-------- Material for the task

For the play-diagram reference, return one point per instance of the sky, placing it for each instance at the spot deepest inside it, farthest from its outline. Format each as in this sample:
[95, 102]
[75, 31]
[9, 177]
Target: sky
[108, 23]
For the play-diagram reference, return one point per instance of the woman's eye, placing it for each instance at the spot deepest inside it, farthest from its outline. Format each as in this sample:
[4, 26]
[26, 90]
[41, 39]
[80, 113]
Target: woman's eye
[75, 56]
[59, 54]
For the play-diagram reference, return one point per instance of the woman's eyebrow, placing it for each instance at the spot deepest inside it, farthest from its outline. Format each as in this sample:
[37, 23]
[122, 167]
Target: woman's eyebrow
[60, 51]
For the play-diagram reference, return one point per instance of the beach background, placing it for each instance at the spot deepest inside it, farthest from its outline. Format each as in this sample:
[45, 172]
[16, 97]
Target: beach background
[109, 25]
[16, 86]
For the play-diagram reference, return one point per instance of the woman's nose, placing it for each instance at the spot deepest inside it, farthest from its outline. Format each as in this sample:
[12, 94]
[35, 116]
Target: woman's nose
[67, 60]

----------------

• **Stated exercise**: Please retype all of the records above word for word, keeping every line and character unchanged.

• **Solution below**:
For the play-diagram reference, return one point per instance of the sky, placing it for each instance at the spot deepest inside it, farthest from its outline. Format each as in this sample:
[95, 102]
[75, 31]
[9, 177]
Target: sky
[108, 23]
For the play-diagram reference, return one point per instance of the woman's eye, placing it for each instance at the spot deepest inside it, farthest from its outline. Format each as in this sample:
[4, 26]
[26, 90]
[41, 39]
[80, 113]
Target: woman's eye
[75, 56]
[59, 54]
For the play-diagram reference, return one point per instance of the woman's eyebrow, placing it for each instance at the spot deepest inside it, farthest from its outline. Format each as in this sample:
[37, 23]
[122, 167]
Target: woman's eyebrow
[60, 51]
For the play-diagram reference, return one point per instance of the beach background, placing it for each instance at the spot deepest inside it, farthest from its outline. Format each as in this sample:
[45, 172]
[16, 97]
Target: beach background
[109, 25]
[16, 86]
For the play-diagram reference, return one point per instance of the woman's nose, placing it for each instance at the spot deepest inside it, farthest from its outline. Format each as in this sample:
[12, 94]
[35, 116]
Target: woman's nose
[67, 60]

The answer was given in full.